Coordinate annotation data:
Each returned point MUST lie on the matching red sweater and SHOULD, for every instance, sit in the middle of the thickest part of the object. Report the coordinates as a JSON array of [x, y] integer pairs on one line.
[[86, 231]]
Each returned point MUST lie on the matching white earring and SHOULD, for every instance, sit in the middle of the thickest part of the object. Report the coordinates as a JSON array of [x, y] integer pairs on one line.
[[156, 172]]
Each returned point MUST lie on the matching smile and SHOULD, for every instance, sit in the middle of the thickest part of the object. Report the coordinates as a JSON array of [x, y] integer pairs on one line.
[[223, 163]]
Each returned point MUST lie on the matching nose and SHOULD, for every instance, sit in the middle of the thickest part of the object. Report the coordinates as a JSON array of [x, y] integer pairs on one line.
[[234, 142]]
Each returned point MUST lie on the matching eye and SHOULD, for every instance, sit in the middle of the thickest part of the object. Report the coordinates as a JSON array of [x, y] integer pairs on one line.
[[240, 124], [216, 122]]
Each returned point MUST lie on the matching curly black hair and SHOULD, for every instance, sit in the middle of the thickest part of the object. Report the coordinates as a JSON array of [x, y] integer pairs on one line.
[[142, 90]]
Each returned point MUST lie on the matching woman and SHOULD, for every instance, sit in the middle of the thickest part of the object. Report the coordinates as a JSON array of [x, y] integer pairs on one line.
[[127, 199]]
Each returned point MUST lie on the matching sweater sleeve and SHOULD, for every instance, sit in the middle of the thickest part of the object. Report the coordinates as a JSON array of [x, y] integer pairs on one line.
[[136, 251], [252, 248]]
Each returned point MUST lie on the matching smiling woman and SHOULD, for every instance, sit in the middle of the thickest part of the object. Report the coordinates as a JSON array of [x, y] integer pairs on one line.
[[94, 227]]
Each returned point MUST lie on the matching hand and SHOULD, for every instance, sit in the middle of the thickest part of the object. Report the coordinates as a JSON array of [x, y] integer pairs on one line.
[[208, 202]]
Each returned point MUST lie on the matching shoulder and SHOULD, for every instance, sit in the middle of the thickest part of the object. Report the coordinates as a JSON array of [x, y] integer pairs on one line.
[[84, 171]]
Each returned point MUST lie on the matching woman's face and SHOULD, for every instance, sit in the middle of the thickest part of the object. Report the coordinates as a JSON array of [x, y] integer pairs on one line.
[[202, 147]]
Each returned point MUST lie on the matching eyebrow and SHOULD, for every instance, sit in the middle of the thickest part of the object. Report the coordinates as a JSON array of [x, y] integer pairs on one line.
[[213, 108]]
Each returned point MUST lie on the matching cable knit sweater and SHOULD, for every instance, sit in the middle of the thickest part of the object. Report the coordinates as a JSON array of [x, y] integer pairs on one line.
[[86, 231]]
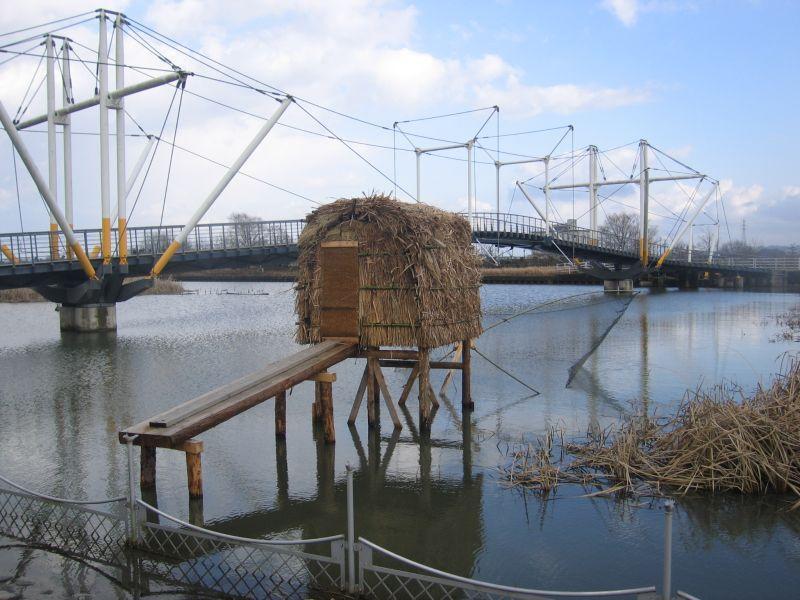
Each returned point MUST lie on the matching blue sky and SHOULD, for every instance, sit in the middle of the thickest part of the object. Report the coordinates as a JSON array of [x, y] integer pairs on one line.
[[713, 83]]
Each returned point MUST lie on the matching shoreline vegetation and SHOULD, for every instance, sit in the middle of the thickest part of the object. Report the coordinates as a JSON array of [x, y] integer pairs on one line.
[[718, 441], [161, 286]]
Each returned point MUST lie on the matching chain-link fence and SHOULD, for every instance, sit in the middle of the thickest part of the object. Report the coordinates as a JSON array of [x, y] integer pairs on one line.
[[124, 533]]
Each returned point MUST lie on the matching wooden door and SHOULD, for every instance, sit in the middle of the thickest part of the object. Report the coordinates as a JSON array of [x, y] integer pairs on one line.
[[339, 293]]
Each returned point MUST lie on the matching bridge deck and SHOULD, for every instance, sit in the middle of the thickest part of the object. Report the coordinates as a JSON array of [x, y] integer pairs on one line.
[[171, 428]]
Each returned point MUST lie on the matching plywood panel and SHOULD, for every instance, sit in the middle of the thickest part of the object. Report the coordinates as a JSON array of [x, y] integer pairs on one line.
[[339, 293]]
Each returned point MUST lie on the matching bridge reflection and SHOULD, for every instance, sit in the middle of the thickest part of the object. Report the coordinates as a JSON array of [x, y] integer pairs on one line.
[[433, 515]]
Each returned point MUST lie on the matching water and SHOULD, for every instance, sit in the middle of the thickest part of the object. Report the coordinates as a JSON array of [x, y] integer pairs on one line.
[[439, 501]]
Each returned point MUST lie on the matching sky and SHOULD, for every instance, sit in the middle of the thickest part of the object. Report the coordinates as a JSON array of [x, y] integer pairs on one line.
[[713, 84]]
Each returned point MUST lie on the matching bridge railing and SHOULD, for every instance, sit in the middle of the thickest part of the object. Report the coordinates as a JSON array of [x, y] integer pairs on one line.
[[49, 247]]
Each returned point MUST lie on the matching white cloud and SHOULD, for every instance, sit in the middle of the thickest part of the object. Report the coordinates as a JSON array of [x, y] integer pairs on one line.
[[625, 10]]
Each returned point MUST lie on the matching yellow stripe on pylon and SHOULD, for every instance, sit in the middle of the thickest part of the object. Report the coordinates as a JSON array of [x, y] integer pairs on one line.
[[122, 227], [9, 255], [105, 242]]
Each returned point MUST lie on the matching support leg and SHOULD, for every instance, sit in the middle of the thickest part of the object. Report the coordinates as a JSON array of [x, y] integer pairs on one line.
[[372, 394], [326, 405], [280, 414], [466, 376], [424, 393], [194, 467], [147, 476]]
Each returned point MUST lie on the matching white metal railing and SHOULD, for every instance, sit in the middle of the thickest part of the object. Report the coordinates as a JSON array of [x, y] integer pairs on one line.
[[48, 247]]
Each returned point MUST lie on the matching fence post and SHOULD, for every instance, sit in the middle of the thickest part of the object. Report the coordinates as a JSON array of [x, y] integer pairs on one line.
[[351, 534], [133, 522], [667, 585]]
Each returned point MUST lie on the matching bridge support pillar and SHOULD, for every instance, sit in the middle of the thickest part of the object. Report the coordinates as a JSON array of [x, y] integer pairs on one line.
[[88, 317], [618, 286]]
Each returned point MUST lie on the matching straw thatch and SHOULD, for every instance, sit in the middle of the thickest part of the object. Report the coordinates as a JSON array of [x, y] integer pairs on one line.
[[419, 275]]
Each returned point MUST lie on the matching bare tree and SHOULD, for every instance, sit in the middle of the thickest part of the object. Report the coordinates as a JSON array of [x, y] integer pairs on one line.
[[246, 229], [622, 231]]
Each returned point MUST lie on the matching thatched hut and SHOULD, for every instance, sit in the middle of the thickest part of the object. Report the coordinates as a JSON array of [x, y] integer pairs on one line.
[[387, 274]]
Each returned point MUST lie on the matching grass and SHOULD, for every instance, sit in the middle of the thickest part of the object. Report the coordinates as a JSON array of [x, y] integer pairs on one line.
[[717, 442]]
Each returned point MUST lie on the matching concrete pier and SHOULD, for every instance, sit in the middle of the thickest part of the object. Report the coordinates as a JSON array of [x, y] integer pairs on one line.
[[618, 286], [88, 317]]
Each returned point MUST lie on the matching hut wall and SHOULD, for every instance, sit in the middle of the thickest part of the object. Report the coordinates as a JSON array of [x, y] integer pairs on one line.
[[419, 278]]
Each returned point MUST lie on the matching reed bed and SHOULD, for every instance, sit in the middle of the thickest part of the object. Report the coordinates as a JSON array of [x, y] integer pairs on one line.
[[419, 275], [718, 441]]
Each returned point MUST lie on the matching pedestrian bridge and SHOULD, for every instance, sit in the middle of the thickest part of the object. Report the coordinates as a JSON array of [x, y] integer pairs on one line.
[[42, 258]]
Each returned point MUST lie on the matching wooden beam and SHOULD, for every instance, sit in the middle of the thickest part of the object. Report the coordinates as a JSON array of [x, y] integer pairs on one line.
[[387, 397], [280, 414], [326, 406], [147, 467], [194, 467], [372, 395], [424, 386], [466, 377], [362, 388]]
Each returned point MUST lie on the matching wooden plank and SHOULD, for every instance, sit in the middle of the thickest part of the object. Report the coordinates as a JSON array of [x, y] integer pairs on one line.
[[210, 416], [340, 244], [172, 416], [362, 388]]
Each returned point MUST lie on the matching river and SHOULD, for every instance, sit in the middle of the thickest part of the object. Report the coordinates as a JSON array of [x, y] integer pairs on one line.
[[438, 501]]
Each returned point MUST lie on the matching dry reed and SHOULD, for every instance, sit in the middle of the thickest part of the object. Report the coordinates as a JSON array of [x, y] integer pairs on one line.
[[419, 274], [718, 441]]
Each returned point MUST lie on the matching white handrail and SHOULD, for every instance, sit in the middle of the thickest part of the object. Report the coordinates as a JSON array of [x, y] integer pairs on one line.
[[505, 588], [61, 500], [236, 538]]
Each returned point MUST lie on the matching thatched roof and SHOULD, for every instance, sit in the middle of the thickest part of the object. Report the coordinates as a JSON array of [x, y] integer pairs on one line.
[[419, 274]]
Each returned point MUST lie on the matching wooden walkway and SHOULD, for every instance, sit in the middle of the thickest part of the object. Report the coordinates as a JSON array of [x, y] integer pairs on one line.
[[174, 427]]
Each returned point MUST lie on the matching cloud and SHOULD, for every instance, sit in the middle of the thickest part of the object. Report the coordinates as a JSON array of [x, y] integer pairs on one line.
[[625, 10]]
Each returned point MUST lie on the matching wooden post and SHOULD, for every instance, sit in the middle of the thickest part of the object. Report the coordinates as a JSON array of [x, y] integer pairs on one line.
[[280, 414], [326, 406], [424, 390], [194, 467], [147, 467], [316, 412], [466, 376], [372, 395]]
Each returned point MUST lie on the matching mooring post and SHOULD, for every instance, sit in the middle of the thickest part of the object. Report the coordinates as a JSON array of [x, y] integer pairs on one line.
[[372, 394], [351, 534], [326, 405], [424, 386], [147, 467], [466, 376], [194, 467], [280, 414], [668, 508], [133, 535]]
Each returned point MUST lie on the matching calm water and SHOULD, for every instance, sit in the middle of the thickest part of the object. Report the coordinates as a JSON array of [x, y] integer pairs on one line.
[[438, 500]]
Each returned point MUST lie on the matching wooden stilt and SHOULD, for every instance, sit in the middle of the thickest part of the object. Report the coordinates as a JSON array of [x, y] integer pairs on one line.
[[449, 375], [325, 381], [280, 414], [409, 385], [147, 470], [424, 390], [362, 388], [316, 410], [372, 394], [466, 376], [194, 467], [387, 397]]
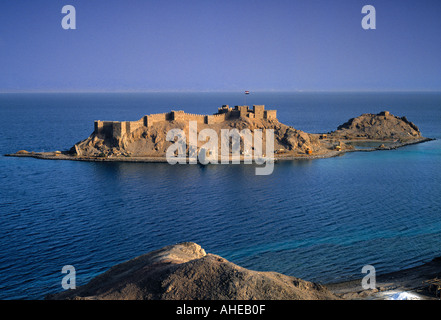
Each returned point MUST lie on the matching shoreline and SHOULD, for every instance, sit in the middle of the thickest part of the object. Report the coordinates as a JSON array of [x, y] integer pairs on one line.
[[57, 155], [414, 281]]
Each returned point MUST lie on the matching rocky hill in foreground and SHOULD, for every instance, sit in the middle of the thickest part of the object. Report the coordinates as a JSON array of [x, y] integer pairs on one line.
[[186, 272]]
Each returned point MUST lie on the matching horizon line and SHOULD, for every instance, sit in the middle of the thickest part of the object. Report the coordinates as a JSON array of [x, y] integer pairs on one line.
[[222, 91]]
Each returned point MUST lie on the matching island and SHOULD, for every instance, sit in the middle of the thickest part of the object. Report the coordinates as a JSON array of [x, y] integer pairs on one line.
[[184, 271], [145, 140]]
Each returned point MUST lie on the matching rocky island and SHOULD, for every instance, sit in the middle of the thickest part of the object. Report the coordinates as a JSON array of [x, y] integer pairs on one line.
[[145, 140], [186, 272]]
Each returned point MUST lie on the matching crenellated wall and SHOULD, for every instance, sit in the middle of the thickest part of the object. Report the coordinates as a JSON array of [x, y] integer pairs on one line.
[[118, 129]]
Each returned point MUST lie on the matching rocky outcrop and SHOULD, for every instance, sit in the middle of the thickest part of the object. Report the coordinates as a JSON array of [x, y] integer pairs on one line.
[[186, 272], [151, 141], [381, 126]]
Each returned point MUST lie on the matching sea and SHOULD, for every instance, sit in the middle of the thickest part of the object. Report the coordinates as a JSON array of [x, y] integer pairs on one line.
[[320, 220]]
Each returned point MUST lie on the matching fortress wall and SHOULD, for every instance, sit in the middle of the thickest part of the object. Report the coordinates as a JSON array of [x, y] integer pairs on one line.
[[215, 118], [133, 125], [200, 118], [97, 126], [119, 129], [105, 128], [270, 114], [258, 111], [243, 111], [157, 117]]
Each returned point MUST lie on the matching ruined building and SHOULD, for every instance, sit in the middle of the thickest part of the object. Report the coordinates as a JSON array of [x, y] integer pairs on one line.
[[117, 129]]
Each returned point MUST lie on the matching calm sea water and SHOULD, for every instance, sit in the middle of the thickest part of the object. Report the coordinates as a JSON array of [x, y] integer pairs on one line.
[[320, 220]]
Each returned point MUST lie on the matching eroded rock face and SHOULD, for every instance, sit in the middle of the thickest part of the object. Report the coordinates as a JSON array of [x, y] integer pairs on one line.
[[151, 141], [186, 272], [378, 126]]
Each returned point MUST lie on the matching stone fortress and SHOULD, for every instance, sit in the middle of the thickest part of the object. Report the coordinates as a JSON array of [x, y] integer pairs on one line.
[[118, 129]]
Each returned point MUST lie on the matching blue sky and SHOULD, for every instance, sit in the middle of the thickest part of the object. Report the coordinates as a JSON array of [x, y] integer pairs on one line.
[[211, 45]]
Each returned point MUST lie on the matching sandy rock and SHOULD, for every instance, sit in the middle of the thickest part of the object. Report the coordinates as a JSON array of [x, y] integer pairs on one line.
[[186, 272]]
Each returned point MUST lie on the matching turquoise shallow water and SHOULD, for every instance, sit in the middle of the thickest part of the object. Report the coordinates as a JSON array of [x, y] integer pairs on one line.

:: What the exercise asks ::
Lay out the data, from the start through the line containing "[[240, 124], [216, 122]]", as a two-column CSV with columns text and points. Give each text and its answer one row, with each value in a single quoted field and any line breaks replaced by spaces.

:: Written response ::
text,points
"Each returned point MUST lie on the matching red sweater and SHOULD, for every instance, sit in the middle of the thickest part of the object. Report the coordinates as a JSON array of [x, y] integer pairs on one line.","[[86, 231]]"
"Each returned point MUST lie on the matching white earring and SHOULD, for every instance, sit in the middle of the thickest part of the object. Report the coordinates as a JSON array of [x, y] integer pairs on one line.","[[156, 172]]"
"Each returned point MUST lie on the matching smile and SHOULD, for every instance, sit in the middle of the thickest part of the object. Report the coordinates as a JSON array of [x, y] integer pairs on one line.","[[223, 163]]"
"Each returned point MUST lie on the matching nose and SHOULD, for every instance, sit in the middle of the thickest part of the object. Report the coordinates as a JSON array of [x, y] integer pairs on one line.","[[234, 142]]"
"Each returned point MUST lie on the matching eye and SHOULD, for every instance, sit in the middle of the thickest part of the object. Report the coordinates as a JSON array of [x, y] integer pairs on one line.","[[240, 124], [216, 122]]"